● **STORED DATA**
##############################

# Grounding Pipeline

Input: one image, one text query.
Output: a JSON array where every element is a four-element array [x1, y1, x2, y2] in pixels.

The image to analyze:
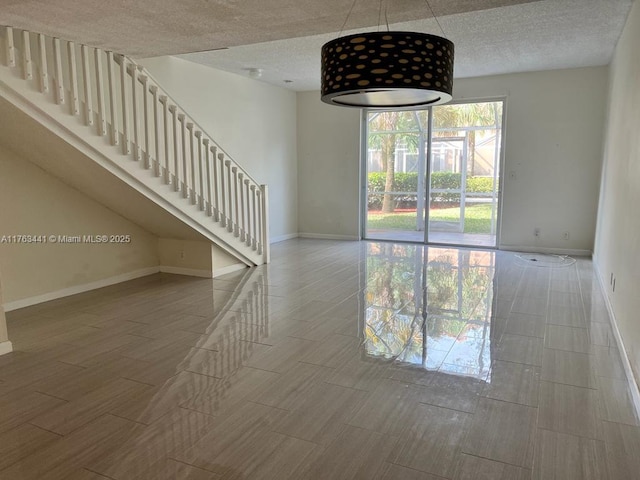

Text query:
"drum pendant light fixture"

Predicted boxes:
[[321, 3, 454, 108]]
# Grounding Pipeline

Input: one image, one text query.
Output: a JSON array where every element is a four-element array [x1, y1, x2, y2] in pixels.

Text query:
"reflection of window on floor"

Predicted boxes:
[[365, 243, 495, 378]]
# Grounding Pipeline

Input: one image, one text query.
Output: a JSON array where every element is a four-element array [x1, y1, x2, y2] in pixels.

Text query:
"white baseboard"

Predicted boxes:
[[269, 233, 298, 244], [498, 244, 592, 257], [213, 263, 248, 278], [159, 265, 213, 278], [4, 267, 160, 312], [298, 233, 360, 241], [0, 342, 13, 355], [593, 262, 640, 417]]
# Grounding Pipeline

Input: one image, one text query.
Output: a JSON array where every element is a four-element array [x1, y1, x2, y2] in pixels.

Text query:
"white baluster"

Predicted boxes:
[[236, 172, 247, 242], [231, 166, 240, 237], [127, 64, 140, 161], [218, 153, 229, 227], [5, 27, 16, 68], [211, 145, 220, 222], [224, 160, 236, 232], [202, 138, 213, 216], [167, 105, 180, 192], [251, 185, 260, 250], [149, 85, 160, 177], [67, 42, 80, 115], [176, 113, 189, 198], [80, 45, 93, 125], [120, 56, 131, 155], [244, 179, 254, 246], [140, 75, 151, 169], [260, 184, 271, 263], [52, 37, 64, 105], [195, 130, 204, 210], [38, 33, 49, 93], [187, 122, 196, 205], [160, 95, 171, 185], [107, 52, 120, 145], [22, 30, 33, 80], [93, 48, 107, 136]]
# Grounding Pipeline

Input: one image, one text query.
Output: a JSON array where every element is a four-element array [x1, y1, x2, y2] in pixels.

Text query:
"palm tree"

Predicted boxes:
[[368, 111, 419, 213], [433, 102, 502, 175]]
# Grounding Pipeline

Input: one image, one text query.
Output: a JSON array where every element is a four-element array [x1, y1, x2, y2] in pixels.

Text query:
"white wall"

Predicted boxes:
[[140, 57, 298, 241], [595, 2, 640, 383], [454, 67, 607, 253], [298, 67, 607, 253], [0, 146, 158, 303]]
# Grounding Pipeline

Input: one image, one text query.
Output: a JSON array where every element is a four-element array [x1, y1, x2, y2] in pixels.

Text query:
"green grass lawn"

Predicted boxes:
[[367, 204, 491, 234]]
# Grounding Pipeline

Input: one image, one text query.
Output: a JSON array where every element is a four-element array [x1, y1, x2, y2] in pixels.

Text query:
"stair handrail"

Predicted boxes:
[[0, 25, 270, 263]]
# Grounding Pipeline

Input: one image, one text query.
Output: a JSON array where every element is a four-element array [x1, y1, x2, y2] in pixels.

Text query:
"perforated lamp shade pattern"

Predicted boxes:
[[321, 32, 454, 108]]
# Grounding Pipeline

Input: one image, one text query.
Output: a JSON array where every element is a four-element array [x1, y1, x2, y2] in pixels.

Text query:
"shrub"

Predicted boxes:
[[368, 172, 493, 210]]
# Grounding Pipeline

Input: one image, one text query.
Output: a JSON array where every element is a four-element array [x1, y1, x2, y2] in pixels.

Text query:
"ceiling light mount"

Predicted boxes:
[[321, 32, 454, 108]]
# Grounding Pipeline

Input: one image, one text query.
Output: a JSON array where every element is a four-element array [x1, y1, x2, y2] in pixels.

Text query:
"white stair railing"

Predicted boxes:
[[0, 26, 269, 263]]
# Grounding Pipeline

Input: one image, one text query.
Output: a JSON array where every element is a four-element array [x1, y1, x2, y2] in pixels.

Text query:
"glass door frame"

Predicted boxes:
[[359, 96, 507, 250]]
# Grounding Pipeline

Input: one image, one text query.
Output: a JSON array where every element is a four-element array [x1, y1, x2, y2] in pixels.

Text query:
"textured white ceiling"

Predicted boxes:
[[180, 0, 632, 91], [0, 0, 633, 91]]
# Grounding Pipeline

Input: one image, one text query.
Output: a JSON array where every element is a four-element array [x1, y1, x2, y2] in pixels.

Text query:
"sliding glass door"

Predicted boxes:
[[363, 100, 504, 247]]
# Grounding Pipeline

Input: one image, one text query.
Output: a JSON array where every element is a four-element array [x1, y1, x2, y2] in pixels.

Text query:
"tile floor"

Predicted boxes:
[[0, 240, 640, 480]]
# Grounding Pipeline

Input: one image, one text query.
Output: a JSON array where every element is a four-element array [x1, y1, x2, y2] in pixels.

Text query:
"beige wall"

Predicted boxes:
[[0, 146, 158, 303], [298, 67, 607, 252], [141, 57, 298, 241], [158, 238, 213, 277], [298, 92, 360, 239], [0, 270, 9, 344], [595, 2, 640, 383]]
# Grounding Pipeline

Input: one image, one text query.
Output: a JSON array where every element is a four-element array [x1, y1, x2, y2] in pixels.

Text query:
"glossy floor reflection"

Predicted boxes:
[[0, 240, 640, 480]]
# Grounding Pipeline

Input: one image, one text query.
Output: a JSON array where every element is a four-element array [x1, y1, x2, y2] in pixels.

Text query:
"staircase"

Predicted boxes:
[[0, 26, 269, 266]]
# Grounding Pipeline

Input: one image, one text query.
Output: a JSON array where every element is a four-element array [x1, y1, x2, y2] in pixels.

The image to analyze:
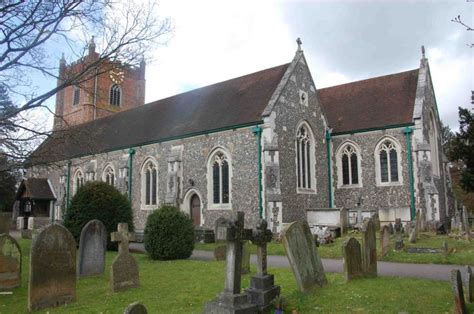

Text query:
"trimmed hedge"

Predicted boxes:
[[64, 181, 134, 250], [144, 205, 194, 260]]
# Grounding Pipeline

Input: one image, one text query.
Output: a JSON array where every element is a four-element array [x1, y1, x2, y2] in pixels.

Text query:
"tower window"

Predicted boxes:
[[109, 84, 122, 106]]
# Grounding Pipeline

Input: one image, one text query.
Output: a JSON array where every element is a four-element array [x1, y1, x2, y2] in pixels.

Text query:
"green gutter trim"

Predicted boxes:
[[66, 160, 71, 209], [128, 148, 135, 203], [34, 120, 263, 166], [403, 127, 415, 221], [326, 130, 333, 208], [332, 122, 415, 136], [252, 125, 263, 218]]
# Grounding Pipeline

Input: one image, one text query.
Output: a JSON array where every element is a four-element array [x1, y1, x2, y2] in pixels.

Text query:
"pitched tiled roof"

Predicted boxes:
[[29, 63, 289, 164], [16, 178, 56, 200], [318, 69, 418, 133]]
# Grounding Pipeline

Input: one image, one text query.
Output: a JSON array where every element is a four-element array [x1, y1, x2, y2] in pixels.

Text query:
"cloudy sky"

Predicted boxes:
[[146, 0, 474, 129]]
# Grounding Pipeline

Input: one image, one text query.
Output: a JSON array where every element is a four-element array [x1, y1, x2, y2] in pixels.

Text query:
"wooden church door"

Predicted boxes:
[[190, 194, 201, 226]]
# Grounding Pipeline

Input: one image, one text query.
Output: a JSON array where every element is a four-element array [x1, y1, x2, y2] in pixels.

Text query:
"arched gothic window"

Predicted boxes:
[[141, 159, 158, 208], [340, 144, 359, 185], [296, 124, 315, 189], [102, 165, 115, 186], [377, 140, 399, 183], [72, 85, 81, 106], [209, 150, 231, 206], [109, 84, 122, 106], [73, 169, 84, 194]]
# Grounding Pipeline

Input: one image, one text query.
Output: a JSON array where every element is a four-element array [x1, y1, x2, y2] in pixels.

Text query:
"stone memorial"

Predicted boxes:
[[0, 233, 21, 291], [282, 221, 327, 292], [342, 238, 364, 281], [380, 226, 390, 256], [462, 266, 474, 303], [246, 219, 280, 313], [28, 224, 77, 311], [123, 302, 148, 314], [240, 241, 250, 275], [78, 219, 107, 277], [362, 219, 377, 277], [451, 269, 467, 314], [204, 212, 258, 314], [110, 223, 140, 292]]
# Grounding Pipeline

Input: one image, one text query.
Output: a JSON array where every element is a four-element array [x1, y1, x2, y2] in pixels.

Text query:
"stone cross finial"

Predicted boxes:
[[296, 37, 303, 51], [252, 219, 272, 275], [111, 222, 135, 254]]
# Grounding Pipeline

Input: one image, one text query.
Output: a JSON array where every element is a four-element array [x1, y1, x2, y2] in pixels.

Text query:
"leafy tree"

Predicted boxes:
[[449, 107, 474, 192], [0, 0, 172, 169]]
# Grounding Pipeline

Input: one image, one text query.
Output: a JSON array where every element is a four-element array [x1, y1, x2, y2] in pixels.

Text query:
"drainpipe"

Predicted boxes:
[[128, 148, 135, 204], [403, 126, 415, 221], [66, 160, 71, 209], [326, 130, 334, 208], [252, 125, 263, 218]]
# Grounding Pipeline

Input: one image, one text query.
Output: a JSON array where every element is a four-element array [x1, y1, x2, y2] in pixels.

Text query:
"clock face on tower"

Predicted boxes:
[[109, 68, 124, 84]]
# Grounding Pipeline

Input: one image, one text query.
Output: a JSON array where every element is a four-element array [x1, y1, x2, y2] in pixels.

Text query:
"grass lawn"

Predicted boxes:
[[0, 240, 474, 314], [195, 232, 474, 265]]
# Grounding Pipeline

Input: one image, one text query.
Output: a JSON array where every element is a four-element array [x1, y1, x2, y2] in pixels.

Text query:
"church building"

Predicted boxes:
[[26, 42, 454, 232]]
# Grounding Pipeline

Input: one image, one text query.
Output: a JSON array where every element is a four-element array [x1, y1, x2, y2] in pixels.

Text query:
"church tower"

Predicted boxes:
[[53, 37, 146, 130]]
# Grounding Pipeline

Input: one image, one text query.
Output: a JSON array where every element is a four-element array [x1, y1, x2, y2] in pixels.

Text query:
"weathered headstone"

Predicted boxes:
[[362, 219, 377, 277], [241, 241, 250, 275], [342, 238, 364, 281], [282, 221, 327, 292], [380, 226, 390, 256], [451, 269, 467, 314], [78, 219, 107, 277], [123, 302, 148, 314], [204, 212, 257, 313], [214, 245, 227, 261], [0, 234, 21, 291], [110, 223, 140, 292], [28, 224, 76, 311], [246, 219, 280, 313], [462, 266, 474, 303]]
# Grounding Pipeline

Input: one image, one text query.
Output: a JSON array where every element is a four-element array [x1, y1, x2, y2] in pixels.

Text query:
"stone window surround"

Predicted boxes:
[[206, 146, 233, 210], [374, 135, 403, 186], [72, 168, 85, 195], [181, 188, 204, 226], [295, 120, 317, 194], [102, 162, 117, 186], [109, 84, 122, 107], [336, 140, 363, 189], [140, 156, 160, 210]]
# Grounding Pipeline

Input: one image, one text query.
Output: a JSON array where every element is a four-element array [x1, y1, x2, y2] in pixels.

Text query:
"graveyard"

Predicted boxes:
[[0, 239, 464, 313]]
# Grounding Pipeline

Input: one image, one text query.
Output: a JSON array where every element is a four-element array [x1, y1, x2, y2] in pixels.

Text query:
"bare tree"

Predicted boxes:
[[0, 0, 172, 167]]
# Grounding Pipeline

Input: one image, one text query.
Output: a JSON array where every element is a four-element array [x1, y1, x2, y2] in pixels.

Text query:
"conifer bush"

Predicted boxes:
[[64, 181, 133, 250], [144, 205, 194, 260]]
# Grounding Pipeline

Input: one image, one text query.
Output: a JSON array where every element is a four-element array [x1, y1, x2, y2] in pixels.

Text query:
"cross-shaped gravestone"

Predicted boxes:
[[204, 212, 257, 313], [111, 222, 135, 254], [247, 219, 280, 313], [110, 223, 140, 292]]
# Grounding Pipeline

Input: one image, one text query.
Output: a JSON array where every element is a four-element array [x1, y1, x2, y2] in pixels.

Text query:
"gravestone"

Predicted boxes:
[[204, 212, 257, 313], [342, 238, 364, 281], [214, 245, 227, 261], [78, 219, 107, 277], [123, 302, 148, 314], [246, 219, 280, 313], [451, 269, 467, 314], [362, 219, 377, 277], [0, 233, 21, 291], [282, 221, 327, 292], [241, 241, 250, 275], [380, 226, 390, 256], [462, 266, 474, 303], [110, 223, 140, 292], [28, 224, 76, 311]]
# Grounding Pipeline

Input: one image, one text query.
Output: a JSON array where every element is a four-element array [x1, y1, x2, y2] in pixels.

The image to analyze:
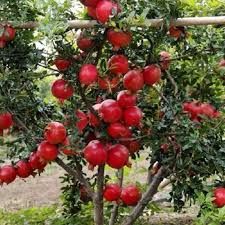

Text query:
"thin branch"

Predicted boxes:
[[94, 166, 105, 225], [55, 158, 94, 199], [122, 167, 166, 225], [109, 169, 124, 225]]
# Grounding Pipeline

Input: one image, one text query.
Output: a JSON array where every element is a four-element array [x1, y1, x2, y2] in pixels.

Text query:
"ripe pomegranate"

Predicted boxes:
[[79, 64, 98, 85], [87, 7, 97, 20], [83, 140, 107, 166], [96, 0, 119, 23], [37, 141, 58, 161], [0, 165, 17, 184], [103, 184, 122, 202], [2, 25, 16, 42], [123, 106, 143, 127], [29, 152, 47, 171], [120, 185, 141, 206], [60, 137, 76, 156], [76, 110, 88, 133], [80, 0, 101, 7], [143, 65, 161, 86], [53, 58, 71, 72], [159, 51, 171, 71], [108, 55, 129, 75], [107, 144, 129, 169], [99, 99, 122, 123], [169, 26, 185, 39], [51, 79, 73, 101], [77, 37, 94, 51], [107, 122, 132, 139], [98, 77, 120, 92], [123, 70, 144, 92], [213, 187, 225, 208], [117, 90, 137, 109], [0, 112, 13, 130], [44, 122, 66, 144], [16, 160, 33, 178], [107, 29, 132, 50]]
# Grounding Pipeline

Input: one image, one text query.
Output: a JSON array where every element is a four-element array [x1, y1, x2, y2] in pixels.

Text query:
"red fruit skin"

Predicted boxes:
[[98, 77, 120, 92], [16, 160, 33, 178], [80, 0, 101, 7], [107, 144, 129, 169], [28, 152, 47, 171], [77, 37, 94, 51], [123, 70, 144, 92], [54, 58, 71, 72], [159, 51, 171, 71], [123, 106, 143, 127], [103, 184, 122, 202], [108, 55, 129, 75], [37, 141, 58, 161], [51, 79, 74, 100], [76, 110, 88, 134], [117, 90, 137, 109], [44, 122, 66, 145], [107, 122, 132, 139], [120, 185, 141, 206], [143, 65, 162, 86], [213, 187, 225, 208], [99, 99, 122, 123], [2, 25, 16, 42], [79, 64, 98, 85], [83, 140, 107, 166], [0, 112, 13, 130], [0, 165, 17, 184], [107, 29, 132, 50], [87, 7, 97, 20]]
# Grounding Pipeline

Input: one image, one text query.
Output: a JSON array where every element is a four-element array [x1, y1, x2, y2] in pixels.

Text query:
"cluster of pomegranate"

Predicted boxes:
[[183, 101, 220, 122], [0, 24, 16, 48], [103, 184, 141, 206]]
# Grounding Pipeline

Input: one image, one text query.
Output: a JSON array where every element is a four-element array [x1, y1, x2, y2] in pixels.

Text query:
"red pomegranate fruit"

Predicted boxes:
[[108, 55, 129, 75], [96, 0, 118, 23], [120, 185, 141, 206], [79, 64, 98, 85], [107, 144, 129, 169], [44, 122, 66, 144], [77, 37, 94, 51], [123, 106, 143, 127], [37, 141, 58, 161], [103, 184, 122, 202], [0, 165, 17, 184], [51, 79, 73, 101], [99, 99, 122, 123], [107, 29, 132, 50], [53, 58, 71, 72], [107, 122, 132, 139], [143, 65, 162, 86], [117, 90, 137, 109], [123, 70, 144, 92], [83, 140, 107, 166], [15, 160, 33, 178], [213, 187, 225, 208], [0, 112, 13, 130], [29, 152, 47, 171]]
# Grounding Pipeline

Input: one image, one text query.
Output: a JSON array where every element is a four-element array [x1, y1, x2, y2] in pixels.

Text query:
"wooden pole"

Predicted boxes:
[[7, 16, 225, 29]]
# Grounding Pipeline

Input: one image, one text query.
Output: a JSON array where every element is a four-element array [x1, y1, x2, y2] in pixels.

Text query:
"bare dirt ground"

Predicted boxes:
[[0, 157, 196, 225]]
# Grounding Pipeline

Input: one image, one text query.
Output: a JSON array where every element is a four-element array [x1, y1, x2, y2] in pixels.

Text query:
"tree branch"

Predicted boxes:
[[55, 158, 94, 199], [109, 169, 124, 225], [122, 167, 166, 225]]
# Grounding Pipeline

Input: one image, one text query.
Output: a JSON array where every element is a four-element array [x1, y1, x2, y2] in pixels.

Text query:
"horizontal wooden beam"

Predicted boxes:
[[7, 16, 225, 29]]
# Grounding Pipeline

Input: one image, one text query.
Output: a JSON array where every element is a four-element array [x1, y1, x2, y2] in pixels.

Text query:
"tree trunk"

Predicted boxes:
[[93, 166, 105, 225], [122, 167, 166, 225]]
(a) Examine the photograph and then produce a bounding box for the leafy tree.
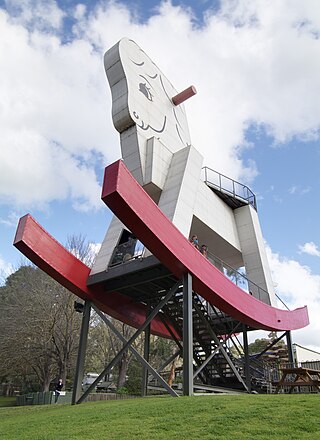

##############################

● **WORK TO DO**
Reproduce the lines from the start through the line holding "262, 640, 417]]", inclusive, substituting "Detected boxes" for every "Predicted boxes" and changing nothing else. Omit the pictures from your output.

● **ANSWER FOR THE TASK**
# Grounding Pipeline

Input: one image, one text query.
Output: a JSON array where every element is a four-element array [x1, y1, x2, y2] in pixels.

The image to analyze:

Text query:
"drum pendant light fixture"

Detected boxes:
[[321, 3, 454, 108]]
# Grounding Pipeline

Input: one image, one text query.
Output: a JSON array where every element is a four-element array [x1, y1, x2, y2] in pixels.

Text query:
"reflection of window on floor"

Detected boxes:
[[365, 243, 495, 378]]
# Grounding Pipeline

Input: one image, one text query.
Output: a JSON array where every element is a four-element array [x1, y1, x2, y2] in pixels.

Text query:
"white baseboard"

Detected boxes:
[[269, 233, 298, 244], [498, 244, 592, 257], [213, 263, 248, 278], [159, 265, 213, 278], [4, 267, 160, 312], [298, 233, 360, 241], [0, 342, 13, 355], [593, 262, 640, 417]]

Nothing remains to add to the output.